▶ [THE EXERCISE]:
Print the rows below without any change, from the line containing "Task: mark the eyebrow" through the final row, including both of those lines.

── RECORDS FOR THIS TASK

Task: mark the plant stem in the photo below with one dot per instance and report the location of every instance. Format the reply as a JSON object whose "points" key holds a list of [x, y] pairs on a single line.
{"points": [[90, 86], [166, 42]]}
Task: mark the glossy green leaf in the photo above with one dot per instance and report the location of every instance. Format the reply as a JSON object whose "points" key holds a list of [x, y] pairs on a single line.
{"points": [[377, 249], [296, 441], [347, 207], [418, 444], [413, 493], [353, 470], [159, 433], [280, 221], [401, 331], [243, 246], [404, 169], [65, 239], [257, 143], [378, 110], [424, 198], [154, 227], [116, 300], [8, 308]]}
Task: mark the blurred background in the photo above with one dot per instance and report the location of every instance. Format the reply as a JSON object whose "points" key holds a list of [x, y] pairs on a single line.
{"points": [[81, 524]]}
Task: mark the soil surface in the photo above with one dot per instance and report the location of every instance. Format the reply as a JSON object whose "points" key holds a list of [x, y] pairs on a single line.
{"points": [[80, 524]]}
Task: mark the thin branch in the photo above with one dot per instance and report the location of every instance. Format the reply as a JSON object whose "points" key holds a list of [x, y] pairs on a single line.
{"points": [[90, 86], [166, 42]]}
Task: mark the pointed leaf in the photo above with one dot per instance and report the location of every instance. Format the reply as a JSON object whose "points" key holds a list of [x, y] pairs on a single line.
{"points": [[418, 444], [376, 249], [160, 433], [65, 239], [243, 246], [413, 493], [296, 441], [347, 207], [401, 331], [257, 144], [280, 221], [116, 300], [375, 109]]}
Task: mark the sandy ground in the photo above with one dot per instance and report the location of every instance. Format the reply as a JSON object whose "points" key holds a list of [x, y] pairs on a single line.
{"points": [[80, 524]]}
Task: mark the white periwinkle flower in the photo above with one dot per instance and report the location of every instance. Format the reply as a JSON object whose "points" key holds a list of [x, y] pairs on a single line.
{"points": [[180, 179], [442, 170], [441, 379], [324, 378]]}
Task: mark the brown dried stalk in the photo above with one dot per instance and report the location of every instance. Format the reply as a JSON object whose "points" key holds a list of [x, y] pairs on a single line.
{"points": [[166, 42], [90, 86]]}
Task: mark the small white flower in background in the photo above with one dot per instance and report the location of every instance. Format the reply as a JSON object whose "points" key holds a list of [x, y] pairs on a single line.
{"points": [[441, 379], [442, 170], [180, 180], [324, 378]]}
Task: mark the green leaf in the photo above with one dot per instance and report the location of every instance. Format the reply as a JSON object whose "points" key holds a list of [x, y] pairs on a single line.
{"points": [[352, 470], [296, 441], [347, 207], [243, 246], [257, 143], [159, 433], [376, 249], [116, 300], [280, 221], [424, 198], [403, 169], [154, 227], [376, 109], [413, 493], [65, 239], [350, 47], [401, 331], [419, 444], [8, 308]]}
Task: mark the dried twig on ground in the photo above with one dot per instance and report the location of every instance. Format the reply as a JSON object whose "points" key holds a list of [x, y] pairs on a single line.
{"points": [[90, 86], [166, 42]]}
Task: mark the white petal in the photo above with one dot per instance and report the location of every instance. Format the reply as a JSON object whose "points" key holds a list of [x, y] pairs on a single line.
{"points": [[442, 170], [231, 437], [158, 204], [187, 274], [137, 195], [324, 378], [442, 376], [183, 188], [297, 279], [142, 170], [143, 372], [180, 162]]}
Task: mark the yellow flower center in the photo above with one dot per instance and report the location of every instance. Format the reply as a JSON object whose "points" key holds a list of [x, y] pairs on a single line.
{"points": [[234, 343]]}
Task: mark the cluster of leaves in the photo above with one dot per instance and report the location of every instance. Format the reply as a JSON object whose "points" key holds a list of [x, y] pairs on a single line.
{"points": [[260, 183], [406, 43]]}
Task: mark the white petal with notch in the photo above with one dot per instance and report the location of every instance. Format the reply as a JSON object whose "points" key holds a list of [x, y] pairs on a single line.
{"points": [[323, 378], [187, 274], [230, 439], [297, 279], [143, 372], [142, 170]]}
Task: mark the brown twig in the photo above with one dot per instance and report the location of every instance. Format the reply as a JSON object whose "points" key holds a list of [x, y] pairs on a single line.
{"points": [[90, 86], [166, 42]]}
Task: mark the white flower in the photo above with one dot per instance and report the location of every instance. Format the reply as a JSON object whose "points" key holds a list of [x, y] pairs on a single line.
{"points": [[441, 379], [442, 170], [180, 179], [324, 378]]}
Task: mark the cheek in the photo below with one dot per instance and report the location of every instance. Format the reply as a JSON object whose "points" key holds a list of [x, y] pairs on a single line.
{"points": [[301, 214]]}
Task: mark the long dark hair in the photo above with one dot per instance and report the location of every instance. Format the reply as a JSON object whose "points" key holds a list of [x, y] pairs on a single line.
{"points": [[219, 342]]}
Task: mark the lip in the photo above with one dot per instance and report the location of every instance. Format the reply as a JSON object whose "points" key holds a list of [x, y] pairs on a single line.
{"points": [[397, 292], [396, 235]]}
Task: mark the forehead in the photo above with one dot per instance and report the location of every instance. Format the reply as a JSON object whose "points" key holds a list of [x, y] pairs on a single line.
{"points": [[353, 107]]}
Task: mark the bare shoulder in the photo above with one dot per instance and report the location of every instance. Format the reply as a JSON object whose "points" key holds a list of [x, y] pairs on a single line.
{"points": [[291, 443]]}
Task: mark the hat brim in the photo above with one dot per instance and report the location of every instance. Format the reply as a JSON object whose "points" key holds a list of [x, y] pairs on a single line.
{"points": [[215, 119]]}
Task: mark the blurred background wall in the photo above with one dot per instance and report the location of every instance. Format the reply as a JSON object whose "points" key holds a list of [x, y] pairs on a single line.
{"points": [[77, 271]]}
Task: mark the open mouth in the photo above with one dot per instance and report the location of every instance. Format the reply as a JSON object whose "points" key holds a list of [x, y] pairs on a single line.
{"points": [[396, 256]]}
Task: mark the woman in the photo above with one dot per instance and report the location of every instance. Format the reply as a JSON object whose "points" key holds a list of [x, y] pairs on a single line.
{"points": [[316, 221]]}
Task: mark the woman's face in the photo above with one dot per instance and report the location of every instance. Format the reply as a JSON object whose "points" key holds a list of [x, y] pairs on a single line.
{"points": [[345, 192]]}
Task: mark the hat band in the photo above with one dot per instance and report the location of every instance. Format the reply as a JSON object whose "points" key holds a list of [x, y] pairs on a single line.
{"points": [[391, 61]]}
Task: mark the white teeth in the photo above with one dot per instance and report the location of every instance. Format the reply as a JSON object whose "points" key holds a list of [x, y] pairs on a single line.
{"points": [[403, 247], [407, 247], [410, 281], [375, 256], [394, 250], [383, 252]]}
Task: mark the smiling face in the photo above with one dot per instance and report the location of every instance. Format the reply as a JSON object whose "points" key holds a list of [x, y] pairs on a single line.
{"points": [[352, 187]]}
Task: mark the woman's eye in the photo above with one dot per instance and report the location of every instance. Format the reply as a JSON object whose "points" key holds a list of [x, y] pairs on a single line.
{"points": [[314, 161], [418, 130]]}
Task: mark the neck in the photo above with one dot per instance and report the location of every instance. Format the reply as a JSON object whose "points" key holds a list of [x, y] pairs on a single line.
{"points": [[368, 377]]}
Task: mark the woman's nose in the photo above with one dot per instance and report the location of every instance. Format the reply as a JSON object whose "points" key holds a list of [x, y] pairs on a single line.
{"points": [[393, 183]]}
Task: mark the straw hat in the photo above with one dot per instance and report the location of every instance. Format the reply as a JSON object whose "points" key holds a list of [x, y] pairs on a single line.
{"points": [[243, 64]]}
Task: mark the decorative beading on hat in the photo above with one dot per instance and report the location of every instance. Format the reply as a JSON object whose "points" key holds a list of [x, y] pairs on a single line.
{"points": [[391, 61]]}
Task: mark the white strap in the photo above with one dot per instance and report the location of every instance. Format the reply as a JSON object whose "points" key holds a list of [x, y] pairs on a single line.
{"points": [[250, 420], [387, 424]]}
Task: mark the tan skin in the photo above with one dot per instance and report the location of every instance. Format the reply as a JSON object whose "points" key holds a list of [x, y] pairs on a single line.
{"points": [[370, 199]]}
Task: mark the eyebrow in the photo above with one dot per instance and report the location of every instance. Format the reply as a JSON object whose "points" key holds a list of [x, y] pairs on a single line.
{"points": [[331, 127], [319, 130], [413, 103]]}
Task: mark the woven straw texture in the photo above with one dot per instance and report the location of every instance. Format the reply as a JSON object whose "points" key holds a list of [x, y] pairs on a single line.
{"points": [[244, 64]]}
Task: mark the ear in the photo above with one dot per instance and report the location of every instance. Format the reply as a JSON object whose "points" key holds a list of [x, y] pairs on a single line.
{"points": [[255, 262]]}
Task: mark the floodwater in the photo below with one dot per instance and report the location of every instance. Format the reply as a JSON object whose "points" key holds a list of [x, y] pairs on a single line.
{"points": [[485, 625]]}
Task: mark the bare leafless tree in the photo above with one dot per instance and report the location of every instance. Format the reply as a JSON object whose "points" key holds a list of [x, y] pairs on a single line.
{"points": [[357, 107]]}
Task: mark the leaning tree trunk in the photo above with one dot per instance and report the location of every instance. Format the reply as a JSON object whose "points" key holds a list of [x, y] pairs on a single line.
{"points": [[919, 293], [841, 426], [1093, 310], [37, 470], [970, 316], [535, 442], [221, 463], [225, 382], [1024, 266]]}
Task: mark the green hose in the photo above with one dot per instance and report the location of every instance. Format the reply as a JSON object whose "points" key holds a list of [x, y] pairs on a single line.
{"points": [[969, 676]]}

────

▶ [COMPLETE ANSWER]:
Task: mark the eyebrow in the photo above with one dot per instance and report the location of every instance. Format the reply as a JSON object whose "points" key holds a list of [x, y] pairs on a single line.
{"points": [[331, 127], [319, 130], [413, 103]]}
Task: mark the woven straw texture in the photo above with one dot per instance and report the location of every instance. Format the reply as a JSON object whose "points" key holds a list of [x, y] pairs on a single line.
{"points": [[244, 64]]}
Task: mark the ear in the photo above with one dot per instance and report the location of every instance. Format the reply as a JSON object whose "points" key holds a list of [x, y] pairs on a single line.
{"points": [[255, 262]]}
Task: mark the floodwater in the photo below with one dot per instance and report the location of every instance. Format the reply as a JSON object whose "points" key holds a list of [x, y] pairs on a single line.
{"points": [[485, 625]]}
Task: mark the bare leafless tree in the photo above with one dot per instance and report the location of every instance. Format the reply as a JSON object whose "points" key holds a list of [x, y] pairs on a single line.
{"points": [[357, 107]]}
Task: mark the leaning tree trunk in the photo above with one dot per instance and report the location of every instance. Format the reply as a JSON object whose "points" key holds a list of [x, y] pairs on a single line.
{"points": [[919, 293], [841, 426], [1093, 310], [37, 470], [970, 316], [535, 442], [221, 463], [225, 382], [1024, 266]]}
Task: mark the green hose in the photo above with one dot per instance and report the location of every instance. Format the reply as a JSON object whose "points" key holds a list of [x, y] pairs on a single line.
{"points": [[969, 676]]}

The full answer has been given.